Task to carry out: What number of lines in the material contain the word "scene"? Give that number alone.
========
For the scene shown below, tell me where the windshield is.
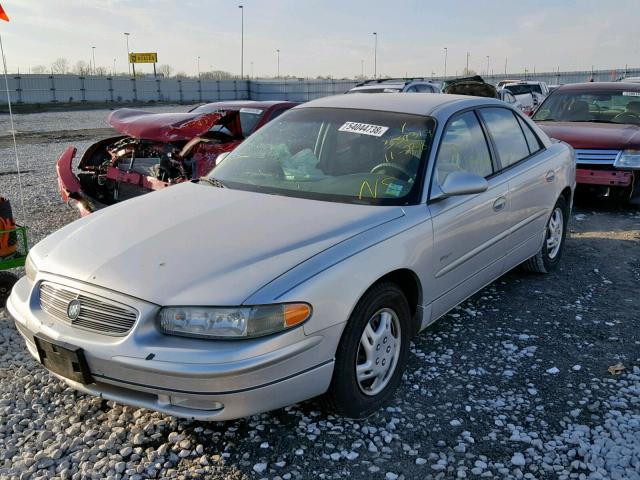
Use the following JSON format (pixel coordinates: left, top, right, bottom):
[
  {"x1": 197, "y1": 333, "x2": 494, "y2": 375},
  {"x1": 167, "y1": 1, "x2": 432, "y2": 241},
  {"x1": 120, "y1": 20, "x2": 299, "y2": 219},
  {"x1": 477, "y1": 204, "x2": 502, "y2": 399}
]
========
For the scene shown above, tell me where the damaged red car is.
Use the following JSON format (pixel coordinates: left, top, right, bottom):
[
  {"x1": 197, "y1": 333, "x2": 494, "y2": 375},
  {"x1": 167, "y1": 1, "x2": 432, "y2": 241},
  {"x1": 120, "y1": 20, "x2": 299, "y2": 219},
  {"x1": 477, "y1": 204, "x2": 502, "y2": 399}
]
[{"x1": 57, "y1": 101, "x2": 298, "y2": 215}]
========
Solution for this task: 2